§ EXERCISE DETAILS:
Report back every line in the data that includes the string "window".

[DATA PROVIDED Boundary: Start]

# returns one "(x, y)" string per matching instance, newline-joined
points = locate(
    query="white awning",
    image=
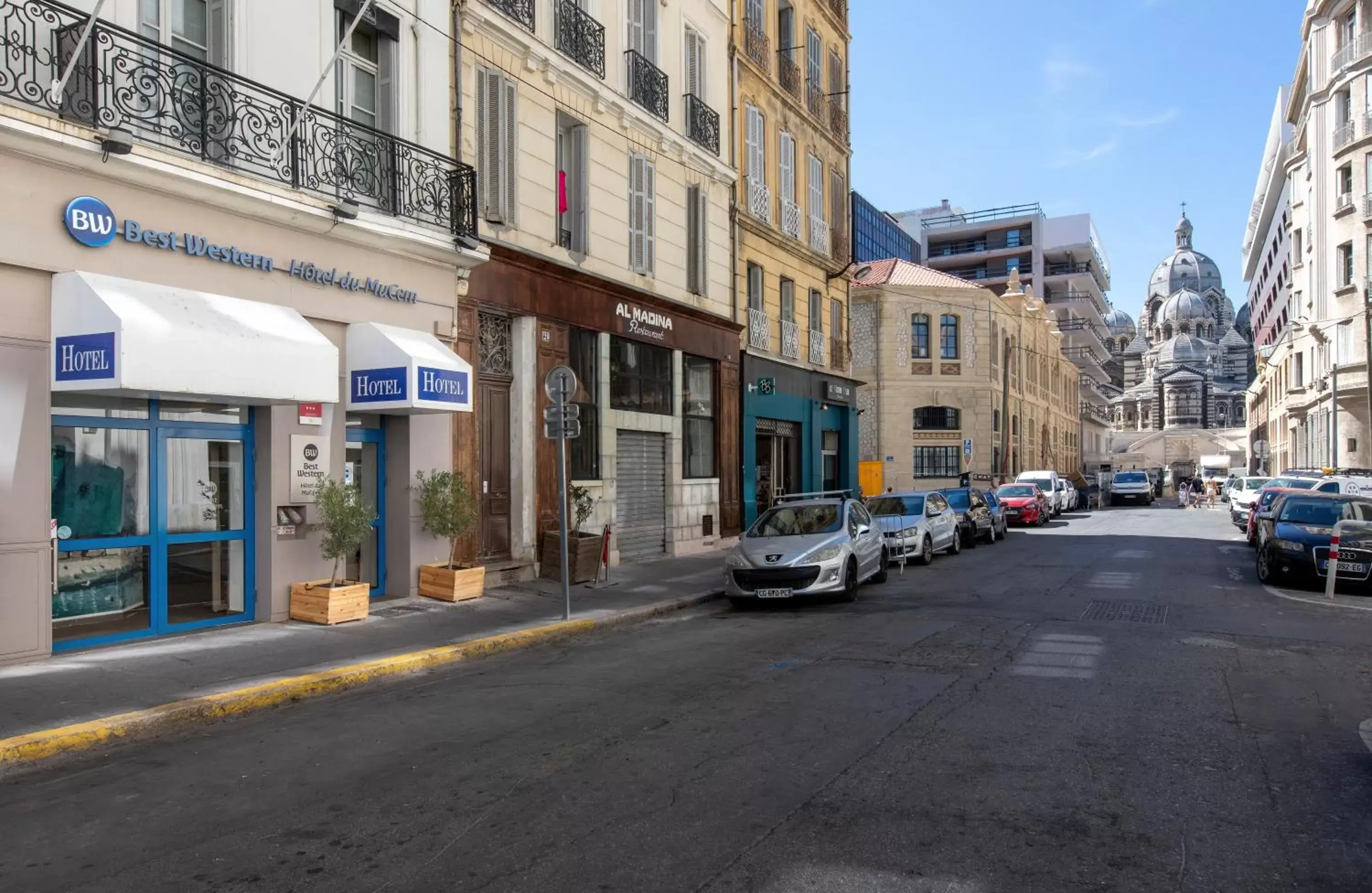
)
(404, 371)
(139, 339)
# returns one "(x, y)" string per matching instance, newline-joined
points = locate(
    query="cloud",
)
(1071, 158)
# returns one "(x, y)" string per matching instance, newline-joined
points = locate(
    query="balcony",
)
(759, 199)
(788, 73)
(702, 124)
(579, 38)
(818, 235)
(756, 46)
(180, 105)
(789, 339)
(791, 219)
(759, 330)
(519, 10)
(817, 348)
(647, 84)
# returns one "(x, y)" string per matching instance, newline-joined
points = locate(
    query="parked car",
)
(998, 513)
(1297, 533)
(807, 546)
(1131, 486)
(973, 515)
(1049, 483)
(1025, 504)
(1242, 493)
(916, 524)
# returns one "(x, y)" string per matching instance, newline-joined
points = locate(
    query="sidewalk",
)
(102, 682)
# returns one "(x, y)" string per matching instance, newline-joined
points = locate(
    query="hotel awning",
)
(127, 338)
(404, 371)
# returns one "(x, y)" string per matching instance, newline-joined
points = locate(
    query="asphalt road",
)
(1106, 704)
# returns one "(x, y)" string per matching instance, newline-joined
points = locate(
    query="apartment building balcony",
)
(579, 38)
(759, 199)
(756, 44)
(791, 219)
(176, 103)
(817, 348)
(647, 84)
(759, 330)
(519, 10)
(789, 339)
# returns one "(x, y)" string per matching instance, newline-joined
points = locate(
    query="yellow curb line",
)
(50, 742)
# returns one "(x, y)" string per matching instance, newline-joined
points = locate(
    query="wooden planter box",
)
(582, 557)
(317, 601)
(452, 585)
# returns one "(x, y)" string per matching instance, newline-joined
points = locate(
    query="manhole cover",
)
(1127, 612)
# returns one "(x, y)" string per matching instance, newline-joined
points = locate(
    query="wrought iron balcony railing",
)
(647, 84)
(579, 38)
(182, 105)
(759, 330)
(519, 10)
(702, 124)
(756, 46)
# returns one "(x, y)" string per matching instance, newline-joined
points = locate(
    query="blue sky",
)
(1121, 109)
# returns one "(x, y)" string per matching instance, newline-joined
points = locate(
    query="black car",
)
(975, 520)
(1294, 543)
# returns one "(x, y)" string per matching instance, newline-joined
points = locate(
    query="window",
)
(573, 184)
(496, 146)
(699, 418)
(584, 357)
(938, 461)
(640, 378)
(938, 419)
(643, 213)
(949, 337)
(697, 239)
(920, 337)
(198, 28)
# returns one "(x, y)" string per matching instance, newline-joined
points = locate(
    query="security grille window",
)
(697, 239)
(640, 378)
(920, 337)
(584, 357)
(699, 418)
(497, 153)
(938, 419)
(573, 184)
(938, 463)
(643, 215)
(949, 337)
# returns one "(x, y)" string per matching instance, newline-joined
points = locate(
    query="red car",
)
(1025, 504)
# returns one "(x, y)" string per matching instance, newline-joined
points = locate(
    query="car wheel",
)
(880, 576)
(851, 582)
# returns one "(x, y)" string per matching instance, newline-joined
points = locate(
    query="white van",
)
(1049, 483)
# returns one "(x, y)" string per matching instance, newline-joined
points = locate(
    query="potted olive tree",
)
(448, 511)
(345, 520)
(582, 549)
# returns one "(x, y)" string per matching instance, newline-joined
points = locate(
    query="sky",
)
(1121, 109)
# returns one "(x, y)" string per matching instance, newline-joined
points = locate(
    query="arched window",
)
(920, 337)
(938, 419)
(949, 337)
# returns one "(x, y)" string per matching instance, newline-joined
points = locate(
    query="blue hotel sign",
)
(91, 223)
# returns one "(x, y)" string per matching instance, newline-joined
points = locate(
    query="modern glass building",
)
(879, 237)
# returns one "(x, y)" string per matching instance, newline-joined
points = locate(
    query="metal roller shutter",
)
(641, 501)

[DATA PROVIDED Boundary: End]

§ RESPONSE TO THIS EXERCISE:
    query="window",
    query="security grille window",
    query="arched window",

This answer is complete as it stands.